Gill Robb Wilson (September 18, 1892 – September 8, 1966)  was an American pilot, Presbyterian minister, and military advocate. Wilson was a founder of the Civil Air Patrol.

Early life
Wilson was born in Clarion County, Pennsylvania to the Rev. Gill Irwin Wilson and Amanda E. Robb, on September 18, 1892.

World War I
Motivated by youthful idealism and a deep sense of responsibility, Gill Robb and his brother Volney traveled to France to assist the Allied war effort. After initially driving ambulances he became a member of the Lafayette Flying Corps (not the Lafayette Escadrille). His service for the French was with French Escadrille Br. 117. He is also reported to have served with the 163d Aero Squadron

The ministry
A son of a Presbyterian minister, Gill Robb Wilson followed in his father's footsteps after the Great War. He attended seminary in Pittsburgh and was ordained into a forerunner of the current Presbyterian Church, (USA). During his upbringing and training for the ministry, Gill Robb acquired an accomplished skill with the spoken and written word. This training would serve him well in later years. He was installed as Pastor of the Fourth Presbyterian Church of Trenton, New Jersey. During this pastorate (in 1927), Gill Robb Wilson was named Chaplain of the American Legion. After the death of his first wife and second child, he suffered the loss of his voice. Doctors required complete silence if his voice was to have the chance of ever coming back. It was at this point that he left the leadership of the Fourth Presbyterian Church of Trenton where he had enjoyed a fruitful ministry.

◆ **Record list**
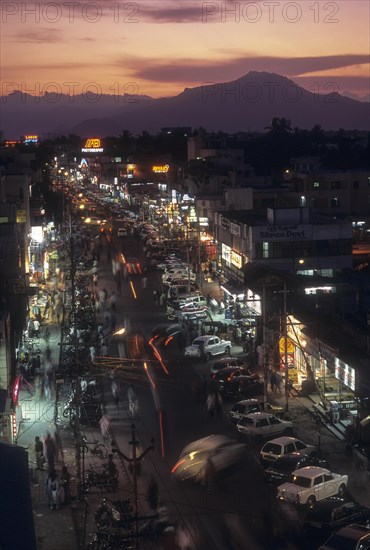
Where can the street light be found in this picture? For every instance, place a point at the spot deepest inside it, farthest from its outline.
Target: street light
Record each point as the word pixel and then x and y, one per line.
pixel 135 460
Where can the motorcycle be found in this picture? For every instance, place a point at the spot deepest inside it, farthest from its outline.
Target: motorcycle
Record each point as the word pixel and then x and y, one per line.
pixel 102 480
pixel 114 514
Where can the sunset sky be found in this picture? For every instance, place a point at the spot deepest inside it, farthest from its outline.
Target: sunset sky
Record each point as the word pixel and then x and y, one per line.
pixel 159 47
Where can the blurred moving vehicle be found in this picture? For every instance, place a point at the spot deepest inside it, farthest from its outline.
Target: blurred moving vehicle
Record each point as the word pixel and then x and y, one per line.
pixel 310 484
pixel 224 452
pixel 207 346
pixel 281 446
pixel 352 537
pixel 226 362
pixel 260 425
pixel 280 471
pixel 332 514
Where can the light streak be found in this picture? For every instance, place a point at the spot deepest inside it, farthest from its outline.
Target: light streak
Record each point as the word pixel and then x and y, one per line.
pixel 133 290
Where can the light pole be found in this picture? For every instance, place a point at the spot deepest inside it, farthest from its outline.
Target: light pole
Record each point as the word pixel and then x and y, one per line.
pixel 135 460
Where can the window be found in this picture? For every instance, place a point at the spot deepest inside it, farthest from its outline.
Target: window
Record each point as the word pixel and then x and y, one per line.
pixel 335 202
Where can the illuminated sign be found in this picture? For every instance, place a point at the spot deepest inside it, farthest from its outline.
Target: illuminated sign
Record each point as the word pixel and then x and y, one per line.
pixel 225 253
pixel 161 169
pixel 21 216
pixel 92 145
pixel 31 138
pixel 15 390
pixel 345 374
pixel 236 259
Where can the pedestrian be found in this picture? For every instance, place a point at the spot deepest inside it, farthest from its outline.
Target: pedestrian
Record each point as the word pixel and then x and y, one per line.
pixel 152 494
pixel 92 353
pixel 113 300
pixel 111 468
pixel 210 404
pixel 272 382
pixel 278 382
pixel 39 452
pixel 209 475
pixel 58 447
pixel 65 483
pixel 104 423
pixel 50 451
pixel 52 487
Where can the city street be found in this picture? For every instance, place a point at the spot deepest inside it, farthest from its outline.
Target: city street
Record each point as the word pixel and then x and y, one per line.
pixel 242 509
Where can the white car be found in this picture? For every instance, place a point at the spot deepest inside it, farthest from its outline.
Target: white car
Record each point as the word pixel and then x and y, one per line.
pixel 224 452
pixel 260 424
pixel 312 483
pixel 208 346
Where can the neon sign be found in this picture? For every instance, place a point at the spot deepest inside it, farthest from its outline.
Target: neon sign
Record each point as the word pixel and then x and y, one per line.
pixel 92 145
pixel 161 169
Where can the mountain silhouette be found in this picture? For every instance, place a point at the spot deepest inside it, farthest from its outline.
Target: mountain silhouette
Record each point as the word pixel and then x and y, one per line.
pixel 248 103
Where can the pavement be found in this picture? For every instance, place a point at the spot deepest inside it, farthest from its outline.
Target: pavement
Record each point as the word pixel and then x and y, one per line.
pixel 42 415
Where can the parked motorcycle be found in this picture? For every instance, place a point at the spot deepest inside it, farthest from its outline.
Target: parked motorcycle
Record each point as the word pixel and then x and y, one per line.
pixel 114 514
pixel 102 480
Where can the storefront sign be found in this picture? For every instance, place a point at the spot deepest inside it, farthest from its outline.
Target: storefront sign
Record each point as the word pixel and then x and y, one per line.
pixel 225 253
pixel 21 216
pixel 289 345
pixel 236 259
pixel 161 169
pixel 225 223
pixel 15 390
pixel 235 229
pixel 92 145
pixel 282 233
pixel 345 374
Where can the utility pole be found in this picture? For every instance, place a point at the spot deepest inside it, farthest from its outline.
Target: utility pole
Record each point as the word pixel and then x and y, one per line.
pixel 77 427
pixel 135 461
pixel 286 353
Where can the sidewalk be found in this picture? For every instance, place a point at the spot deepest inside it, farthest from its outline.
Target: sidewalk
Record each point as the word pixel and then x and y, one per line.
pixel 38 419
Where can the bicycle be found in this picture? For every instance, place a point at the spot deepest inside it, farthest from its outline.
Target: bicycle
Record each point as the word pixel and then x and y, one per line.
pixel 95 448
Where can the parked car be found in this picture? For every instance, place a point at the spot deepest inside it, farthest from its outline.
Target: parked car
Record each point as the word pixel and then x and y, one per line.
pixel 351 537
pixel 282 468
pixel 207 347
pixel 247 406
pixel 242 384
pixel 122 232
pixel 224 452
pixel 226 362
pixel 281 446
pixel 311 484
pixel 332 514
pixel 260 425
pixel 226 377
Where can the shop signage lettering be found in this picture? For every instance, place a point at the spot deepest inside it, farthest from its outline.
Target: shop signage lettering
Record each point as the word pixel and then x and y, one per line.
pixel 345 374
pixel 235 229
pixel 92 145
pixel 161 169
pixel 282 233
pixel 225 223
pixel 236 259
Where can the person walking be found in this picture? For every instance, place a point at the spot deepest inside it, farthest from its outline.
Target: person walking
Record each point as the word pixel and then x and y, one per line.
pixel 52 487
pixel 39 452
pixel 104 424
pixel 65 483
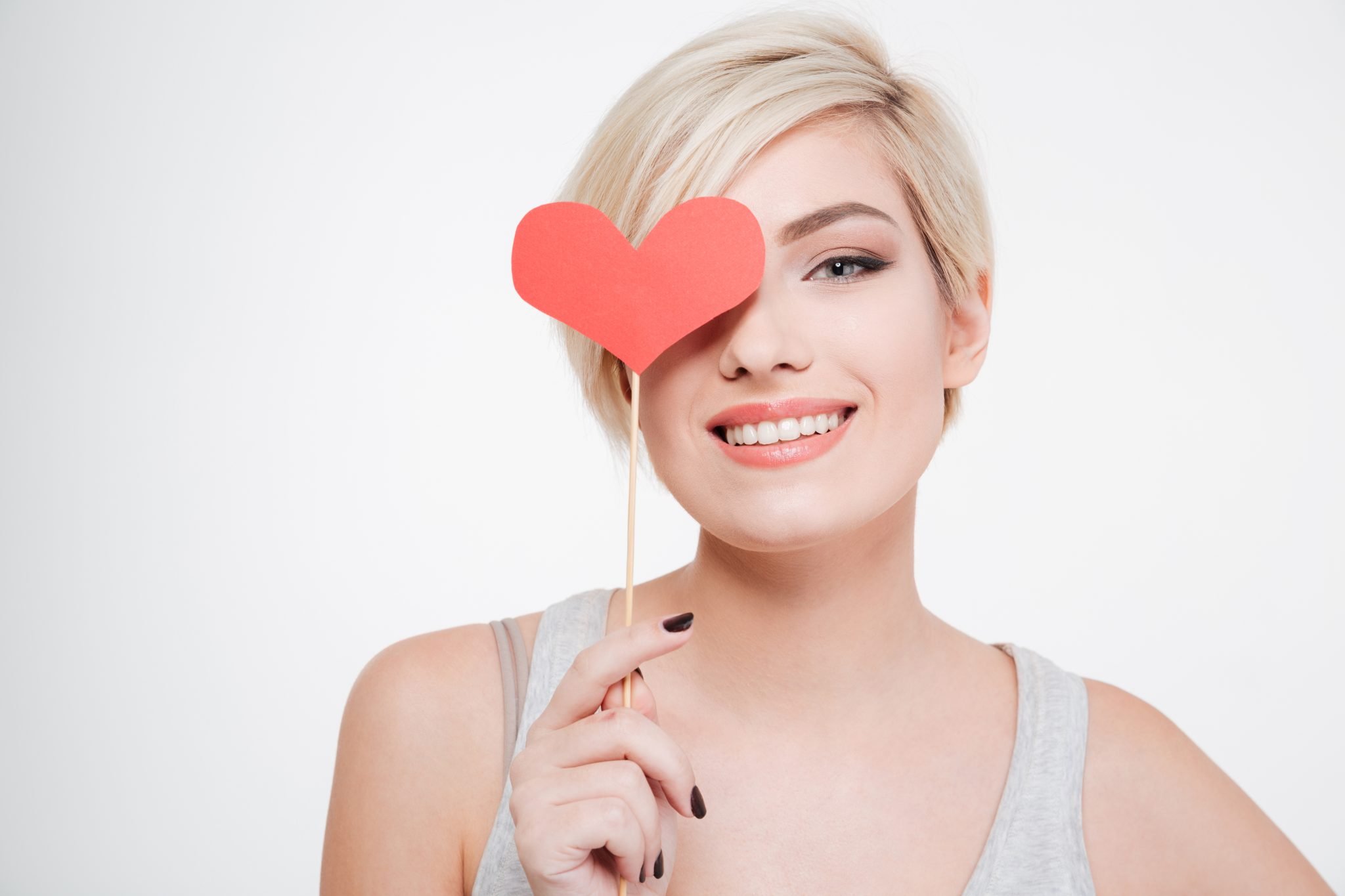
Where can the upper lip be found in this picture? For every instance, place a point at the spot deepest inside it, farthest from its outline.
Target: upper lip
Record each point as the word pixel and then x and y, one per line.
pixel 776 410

◆ **What to do**
a - In the text on Gill Robb Wilson, what year was he named Chaplain of the American Legion?
b - Carry on the text about Gill Robb Wilson from the point where it stops.

◆ **Written responses**
a - 1927

b -
Professional life
Drawing upon his extensive experience in aviation and good standing in Trenton, New Jersey, the Hon. Gill Robb Wilson became Director of Aeronautics for the State of New Jersey in 1930. As such, he shared in oversight of the Lakehurst landing field and participated as a member of the Inquiry Board (appointed by the U.S. Secretary of Commerce) related to the crash of the zeppelin Hindenburg. He saw a need and imagined the possibilities for aviation in America. Crucial to those possibilities was the Civil Air Patrol. He promoted and fostered that dream, becoming the first director of the Civil Air Patrol. In 1939 he became the very first member of the Aircraft Owners and Pilots Association (AOPA) which is now the world's largest general aviation association with approximately 400,000 members. He also served as the editor of AOPA's first publication. He witnessed the test of the atomic bomb on Bikini Island. It is likely after effects of this event contributed to illness that later led to his death.

Writing career
Combining his love of aviation and skill with the pen, Gill Robb Wilson was an early editor of Flying Magazine. In World War II, he was a correspondent for the Herald Tribune. Wilson was also the author of a book of poetry, which included some pieces on World War I aviation, and the autobiographical work, I Walked with Giants, Vantage Press, 1968.

Wilson wrote the foreword to popular aviation writer Richard Bach's first book, "Stranger to the ground."

Family facts
Gill Robb Wilson was married to Margaret Perrine and had a bright and creative daughter, Margaret Robb Wilson. His first wife, Margaret Perrine Wilson, succumbed to the influenza epidemic while she was pregnant with their second daughter. He married his second wife, Mary Josephine Clary, on April 28, 1931 in Parkersburg, West Virginia. Gill Robb Wilson died in Los Angeles County, California. He is greatly honored by the CAP California Wing each Memorial Day.

Legacy
 Gill Robb Wilson Award
 the Mid-Ohio Valley Regional Airport in Parkersburg, WV, is named Gill Robb Wilson Field.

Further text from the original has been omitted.